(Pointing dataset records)
==============================

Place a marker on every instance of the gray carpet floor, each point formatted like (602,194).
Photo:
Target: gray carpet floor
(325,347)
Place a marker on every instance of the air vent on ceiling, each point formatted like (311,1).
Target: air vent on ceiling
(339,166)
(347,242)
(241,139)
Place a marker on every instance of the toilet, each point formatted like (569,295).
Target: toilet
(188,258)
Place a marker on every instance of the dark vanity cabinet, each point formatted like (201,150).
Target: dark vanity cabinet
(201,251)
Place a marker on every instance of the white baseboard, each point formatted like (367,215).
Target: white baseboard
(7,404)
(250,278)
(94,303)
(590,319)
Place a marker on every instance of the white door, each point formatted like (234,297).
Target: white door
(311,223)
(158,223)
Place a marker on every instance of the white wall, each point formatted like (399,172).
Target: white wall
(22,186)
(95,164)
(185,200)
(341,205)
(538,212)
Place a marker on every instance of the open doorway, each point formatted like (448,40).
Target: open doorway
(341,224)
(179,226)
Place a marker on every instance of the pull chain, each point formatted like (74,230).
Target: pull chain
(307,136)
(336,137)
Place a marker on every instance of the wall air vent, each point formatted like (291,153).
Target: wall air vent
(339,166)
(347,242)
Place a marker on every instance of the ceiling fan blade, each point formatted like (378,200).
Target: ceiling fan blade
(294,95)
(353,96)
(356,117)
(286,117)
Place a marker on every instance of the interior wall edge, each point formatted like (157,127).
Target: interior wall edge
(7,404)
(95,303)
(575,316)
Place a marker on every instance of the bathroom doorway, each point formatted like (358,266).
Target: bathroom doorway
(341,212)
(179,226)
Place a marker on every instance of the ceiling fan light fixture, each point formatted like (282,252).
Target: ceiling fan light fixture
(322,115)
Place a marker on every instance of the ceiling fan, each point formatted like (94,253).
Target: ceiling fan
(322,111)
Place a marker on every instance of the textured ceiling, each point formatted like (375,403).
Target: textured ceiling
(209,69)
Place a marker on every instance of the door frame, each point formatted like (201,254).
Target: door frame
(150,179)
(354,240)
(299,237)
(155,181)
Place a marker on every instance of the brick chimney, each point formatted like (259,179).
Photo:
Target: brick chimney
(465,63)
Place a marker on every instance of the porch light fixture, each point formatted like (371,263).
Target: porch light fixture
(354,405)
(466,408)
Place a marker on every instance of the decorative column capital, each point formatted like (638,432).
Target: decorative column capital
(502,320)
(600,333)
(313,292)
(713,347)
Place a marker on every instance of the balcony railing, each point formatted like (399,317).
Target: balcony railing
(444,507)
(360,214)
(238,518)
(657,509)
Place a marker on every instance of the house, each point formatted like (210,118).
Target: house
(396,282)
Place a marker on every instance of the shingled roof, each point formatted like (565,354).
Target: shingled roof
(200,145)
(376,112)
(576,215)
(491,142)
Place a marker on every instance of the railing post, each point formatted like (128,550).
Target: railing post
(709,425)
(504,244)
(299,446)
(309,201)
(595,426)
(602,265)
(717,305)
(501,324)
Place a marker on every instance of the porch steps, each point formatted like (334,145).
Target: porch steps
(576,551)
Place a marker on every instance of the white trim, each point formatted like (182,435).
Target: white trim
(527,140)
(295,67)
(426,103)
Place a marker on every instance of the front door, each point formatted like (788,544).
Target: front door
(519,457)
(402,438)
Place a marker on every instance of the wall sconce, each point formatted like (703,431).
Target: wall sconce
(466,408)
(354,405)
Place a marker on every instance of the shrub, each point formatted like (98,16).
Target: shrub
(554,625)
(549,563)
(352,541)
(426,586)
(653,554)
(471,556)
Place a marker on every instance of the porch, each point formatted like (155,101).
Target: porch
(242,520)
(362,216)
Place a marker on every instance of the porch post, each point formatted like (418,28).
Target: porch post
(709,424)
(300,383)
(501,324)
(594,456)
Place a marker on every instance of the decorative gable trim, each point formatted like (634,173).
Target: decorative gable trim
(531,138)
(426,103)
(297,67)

==============================

__What to produce__: Repeat every line of the records above exactly.

__Exercise solution__:
Place a marker on every instance of the gray carpet floor, each point formatted like (602,194).
Photo:
Target: gray carpet floor
(325,347)
Place a marker on every instance of the air vent on ceiling, each point formatted like (311,1).
Target: air vent on ceiling
(339,166)
(347,242)
(241,139)
Place a marker on every instance of the toilet, each point formatted like (569,295).
Target: toilet
(188,258)
Place a marker on every instance of the dark vanity cabinet, each point formatted like (201,150).
Target: dark vanity cabinet
(201,251)
Place a marker on every instance of the white baseboard, each point formatted like (367,215).
Target: white baseboard
(7,404)
(250,278)
(94,303)
(590,319)
Place a marker on every instance of the white door, each point formatted like (234,297).
Target: white door
(311,223)
(158,223)
Place a marker on every instance of the white wall, each point formatted like (399,172).
Target: white wall
(22,186)
(95,164)
(185,200)
(341,205)
(538,212)
Place a marker on every instance of the open doorway, each point formatted like (448,40).
Target: open doorway
(341,224)
(179,226)
Place a marker on every instance of the pull chain, each point formatted like (74,230).
Target: pull chain
(307,136)
(336,137)
Place a marker on every instance of the wall air vent, each point formatted like (291,153).
Target: wall air vent
(339,166)
(347,242)
Place a marker on every instance of the ceiling fan blade, each point formatted like (378,200).
Target: ceiling fan blade
(294,95)
(353,96)
(356,117)
(286,117)
Place a marker on every instance of the interior wall edge, each point formatted like (157,127).
Target: interior wall edge
(7,404)
(95,303)
(575,316)
Place a marker on every instance of the bathroom doorway, each point formatted like (358,266).
Target: bathroom doorway
(341,212)
(179,226)
Place a marker on every instance of the ceiling fan light fixture, each point formatted like (282,252).
Target: ceiling fan light fixture
(322,115)
Place a marker on every instance of the ceiling fan, each point formatted like (94,253).
Target: ceiling fan
(322,111)
Place a marker on every instance of the textured ceiling, each point formatted like (375,403).
Target: textured ceiling
(209,69)
Place a marker on every instance of the door frame, each point formatted like (201,254).
Target: door frame
(150,179)
(354,240)
(299,237)
(155,181)
Place a marker on every instance of the brick chimney, each point formatted like (259,179).
Photo:
Target: brick chimney
(465,63)
Place a marker on every instance of the porch light fixture, each point formatted like (371,263).
Target: porch light fixture
(354,405)
(466,408)
Place a marker on every instance of the decorative column capital, each point formatted like (638,432).
Target: decorative column capital
(502,320)
(600,333)
(313,292)
(713,347)
Place a marker on every instance of the balcony railing, each point formatted like (399,317).
Target: balcony railing
(444,507)
(360,214)
(238,518)
(657,509)
Place a marker on every instance of the house, each point formatted like (210,118).
Target: house
(396,282)
Place a marker on every instance of the shingled roof, each point formatted like (565,354).
Target: shingled roof
(200,145)
(376,112)
(576,215)
(491,142)
Place a marker on every instance of the railing post, each point formatted like (128,550).
Target: railing post
(709,425)
(504,244)
(299,446)
(309,201)
(595,426)
(602,265)
(717,305)
(501,324)
Place a marker on every instance of the porch steps, each point formatted like (334,145).
Target: porch steps
(576,551)
Place a marker on every instance of the white trim, each point formatted like (182,435).
Target: white trim
(527,140)
(295,67)
(426,103)
Place a marker on every instance of the front door, each point formatted like (788,544).
Target: front door
(519,457)
(402,438)
Place a marker on every instance of the wall sconce, each point formatted like (703,431).
Target: wall sconce
(466,408)
(354,405)
Place a marker on every instance of the shrub, each point formatted like (98,16).
Target: shrub
(554,625)
(549,563)
(352,541)
(426,586)
(653,554)
(471,556)
Place a marker on every instance of the porch, each point formatted like (155,101).
Target: porch
(242,520)
(362,216)
Place a marker on every instance of the porch post, each point formatted like (418,28).
Target: porch post
(709,424)
(300,383)
(501,324)
(594,456)
Place a marker on every instance of the decorative gable trim, each point formatted like (634,173).
Target: decorative gable trim
(531,138)
(426,103)
(297,67)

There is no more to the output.